START Records for processing

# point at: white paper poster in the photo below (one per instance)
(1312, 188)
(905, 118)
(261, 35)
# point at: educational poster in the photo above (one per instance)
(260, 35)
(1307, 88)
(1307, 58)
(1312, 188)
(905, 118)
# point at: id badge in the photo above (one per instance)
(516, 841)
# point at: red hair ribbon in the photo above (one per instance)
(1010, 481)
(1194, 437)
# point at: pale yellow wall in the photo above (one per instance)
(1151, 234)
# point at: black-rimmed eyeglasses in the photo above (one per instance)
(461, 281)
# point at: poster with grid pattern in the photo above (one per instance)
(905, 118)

END Records for processing

Your instructions:
Please copy exactly the lines from the one that contains "# point at: id" up to and including the final line of the listing above.

Task response:
# point at: id badge in the photo above (one per instance)
(516, 841)
# point at: red hair ribbon in the photo above (one per instance)
(1010, 481)
(1194, 437)
# point at: pale yellow wall in the photo above (one per instance)
(1151, 234)
# point at: black-rimmed eyeglasses in the photo above (one per instance)
(461, 281)
# point at: poster with grid pattern in the photo above (one per instance)
(905, 118)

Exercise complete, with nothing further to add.